▽

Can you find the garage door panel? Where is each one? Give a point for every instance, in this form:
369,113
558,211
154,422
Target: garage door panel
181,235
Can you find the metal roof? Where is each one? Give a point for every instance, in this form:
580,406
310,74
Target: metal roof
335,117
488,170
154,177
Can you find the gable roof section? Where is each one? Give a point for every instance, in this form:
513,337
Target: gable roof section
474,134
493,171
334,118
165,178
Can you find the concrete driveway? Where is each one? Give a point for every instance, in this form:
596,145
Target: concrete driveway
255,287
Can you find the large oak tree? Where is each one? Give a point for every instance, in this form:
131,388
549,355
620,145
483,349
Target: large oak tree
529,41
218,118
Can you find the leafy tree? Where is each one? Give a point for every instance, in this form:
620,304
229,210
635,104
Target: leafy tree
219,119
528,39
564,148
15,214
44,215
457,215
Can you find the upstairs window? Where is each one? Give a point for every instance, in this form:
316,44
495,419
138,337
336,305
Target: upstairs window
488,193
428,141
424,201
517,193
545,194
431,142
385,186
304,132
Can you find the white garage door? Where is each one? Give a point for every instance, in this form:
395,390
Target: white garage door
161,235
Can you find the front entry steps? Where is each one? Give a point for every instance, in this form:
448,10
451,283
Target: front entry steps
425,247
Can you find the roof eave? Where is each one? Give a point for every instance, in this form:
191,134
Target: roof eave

△

Set down all of the data above again, exactly.

**RESPONSE TO THIS TASK:**
Can you find the garage door panel? Where is each one? Give a point for every instance, in this form:
369,113
558,211
154,422
Target: garage door panel
181,235
Can you find the metal roof? Where is each one? Give a point for every instance, in this form:
580,406
310,74
Target: metal roof
335,117
488,170
154,177
Can you find the gable roof section? Where is each one? Give a point for every instance, in this form:
513,337
Target: gable roof section
474,134
493,171
334,118
165,178
Can you find the concrete driveway? Where is each one? Give a point for every instance, in this form:
596,145
Target: concrete driveway
255,287
Can you find the large oak tree? Where is each one? Give a point for every instance, in this form:
131,388
549,355
620,145
483,349
Target: large oak tree
529,41
218,118
Can you find the leafy tree? Where is each one? Give a point for every instance, in this form:
620,304
229,210
635,104
Target: leafy tree
219,119
528,39
564,148
15,214
44,215
457,215
Can you find the upstairs window? Where is each one? Give a point for every instance, in this form:
316,44
495,419
138,337
336,305
Target: upstairs window
488,193
428,141
424,201
517,193
545,194
431,142
385,186
304,132
Can you find the white garage door? Where is each one? Give a point for every instance, in this form:
395,390
Target: white garage door
161,235
Can you find the front entry steps? Where is each one? Give a point for every instance, in this form:
448,10
451,283
Target: front entry steps
425,247
Can you find the roof eave? Where is each one? Give a point for every instance, in this form:
191,134
Target: roof eave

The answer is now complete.